* [FRAGMENTO DEL DOCUMENTO]:
▬▬▬
DISCURSO
DEL SANTO PADRE JUAN PABLO II
A LA ASAMBLEA PLENARIA
DE LA CONGREGACIÓN PARA EL CLERO
Jueves 30 de noviembre de 1995
Señor
cardenal;
venerados hermanos en el episcopado y en el sacerdocio;
amadísimos hermanos y hermanas:
1. Me alegra encontrarme con
vosotros, con ocasión de la asamblea plenaria de la Congregación para el clero,
reunida para examinar una cuestión de singular importancia para la Iglesia: El
ministerio y la vida de los diáconos permanentes. Saludo con afecto al cardenal
prefecto José Sánchez, a quien agradezco las palabras que me ha dirigido.
Saludo también al secretario, monseñor Crescenzio Sepe, y a los miembros de la
Congregación, junto con los oficiales y los expertos que allí prestan su
valioso servicio.
Basándose en un Instrumentum
laboris, que ha tenido en cuenta las sugerencias y contribuciones de todas
las Conferencias episcopales, habéis llevado a cabo estas intensas jornadas de
reflexión y de diálogo. A la satisfacción por el trabajo realizado y por los
resultados alcanzados hasta aquí, se une la intención de preparar un documento
concerniente a la vida y al ministerio de los diáconos permanentes, semejante
al publicado para los presbíteros, que habéis elaborado durante vuestra
plenaria anterior. Así, se podrá brindar en este campo una providencial
orientación práctica de acuerdo con las decisiones del concilio Vaticano II.
Aliento y bendigo vuestro compromiso, que está animado por un profundo amor a
la Iglesia y a nuestros hermanos diáconos.
2. Desde que se restableció
en la Iglesia latina el diaconado "como un grado particular y permanente
dentro de la jerarquía" (Lumen gentium, 29), se han
multiplicado al respecto las indicaciones y las orientaciones del Magisterio.
Basta recordar aquí las enseñanzas del Papa Pablo VI, y en particular las que
se hallan contenidas en los motu propio Sacrum diaconatus ordinem (18 de
junio de 1967, AAS 59 [1967], 697-704) y Ad pascendum (15 de
agosto de 1972, AAS 64 [1972], 534-540), que siguen siendo un punto de
referencia fundamental. La doctrina y la disciplina expuestas en esos
documentos han encontrado su expresión jurídica en el nuevo Código de derecho
canónico, en el que debe inspirarse el desarrollo de este ministerio sagrado.
Además, al diaconado permanente dediqué algunas catequesis, que dirigí a los
fieles durante el mes de octubre de 1993.
▬▬▬
* [DATOS]:
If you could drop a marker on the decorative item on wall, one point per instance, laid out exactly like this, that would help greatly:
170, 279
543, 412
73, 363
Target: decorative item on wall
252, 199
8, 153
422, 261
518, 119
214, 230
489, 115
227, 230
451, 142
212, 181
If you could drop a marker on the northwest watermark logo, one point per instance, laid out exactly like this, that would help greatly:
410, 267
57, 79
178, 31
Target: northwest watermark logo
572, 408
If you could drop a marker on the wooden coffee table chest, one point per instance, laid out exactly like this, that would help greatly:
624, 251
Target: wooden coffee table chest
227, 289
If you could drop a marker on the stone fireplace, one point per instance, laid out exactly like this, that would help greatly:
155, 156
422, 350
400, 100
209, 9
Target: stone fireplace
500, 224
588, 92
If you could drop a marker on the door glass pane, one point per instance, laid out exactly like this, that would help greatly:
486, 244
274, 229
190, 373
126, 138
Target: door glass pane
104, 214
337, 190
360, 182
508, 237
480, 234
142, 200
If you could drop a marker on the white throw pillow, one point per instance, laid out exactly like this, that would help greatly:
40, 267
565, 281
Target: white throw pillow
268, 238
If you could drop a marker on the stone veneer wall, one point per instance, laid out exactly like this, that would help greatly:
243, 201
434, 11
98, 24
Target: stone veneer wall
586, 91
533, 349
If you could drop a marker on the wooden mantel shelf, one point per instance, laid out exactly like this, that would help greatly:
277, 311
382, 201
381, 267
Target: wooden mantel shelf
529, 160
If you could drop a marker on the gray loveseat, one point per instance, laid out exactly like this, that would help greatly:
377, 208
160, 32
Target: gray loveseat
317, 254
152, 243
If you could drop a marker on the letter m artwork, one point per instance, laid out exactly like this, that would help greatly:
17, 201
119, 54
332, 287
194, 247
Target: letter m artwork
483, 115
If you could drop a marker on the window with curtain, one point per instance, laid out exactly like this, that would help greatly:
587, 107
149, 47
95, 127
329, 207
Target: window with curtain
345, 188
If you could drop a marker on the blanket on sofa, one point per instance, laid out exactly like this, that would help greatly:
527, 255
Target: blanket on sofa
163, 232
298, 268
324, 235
▬▬▬
* [REQUISITOS DE LA TAREA]:
Prosigue el discurso sobre los diáconos permanentes desde su última frase. El material no se necesita en absoluto.

* [RESULTADO DE LA TAREA]:
Reflexionando acerca del
ministerio y la vida de los diáconos permanentes, y a la luz de la experiencia
adquirida hasta ahora, es necesario proceder con una atenta investigación
teológica y con un prudente sentido pastoral, teniendo como objetivo la nueva
evangelización en el umbral del tercer milenio. La vocación del diácono
permanente es un gran don de Dios a la Iglesia y constituye, por esto, "un
enriquecimiento importante para su misión) (Catecismo de la Iglesia
católica, n. 1.571).
Lo que se refiere a la vida
y al ministerio de los diáconos podría resumirse en una sola palabra:
fidelidad. Fidelidad a la tradición católica, testimoniada especialmente por la
lex orandi, fidelidad al Magisterio y fidelidad al compromiso de
reevangelización que el Espíritu Santo ha suscitado en la Iglesia. Este
compromiso de fidelidad invita, ante todo, a promover con solicitud, en todo
ámbito eclesial, un respeto sincero a la identidad teológica, litúrgica y
canónica propia del sacramento conferido a los diáconos, así como a las
exigencias que implican las funciones ministeriales que, en virtud de la
recepción del orden, se les asigna en las Iglesias particulares.
3. En efecto, el sacramento
del orden tiene naturaleza y efectos propios, independientemente del grado en
que se recibe (episcopado, presbiterado y diaconado). "La doctrina
católica, expresada en la liturgia, el Magisterio y la práctica constante de la
Iglesia, reconocen que existen dos grados de participación ministerial en el
sacerdocio de Cristo: el episcopado y el presbiterado. El diaconado está
destinado a ayudarles y a servirles (...). Sin embargo, la doctrina católica
enseña que los grados de participación sacerdotal (episcopado y presbiterado) y
el grado de servicio (diaconado) son los tres conferidos por un acto
sacramental llamado "ordenación", es decir por el sacramento del
orden" (Catecismo de la Iglesia
católica, n 1.554).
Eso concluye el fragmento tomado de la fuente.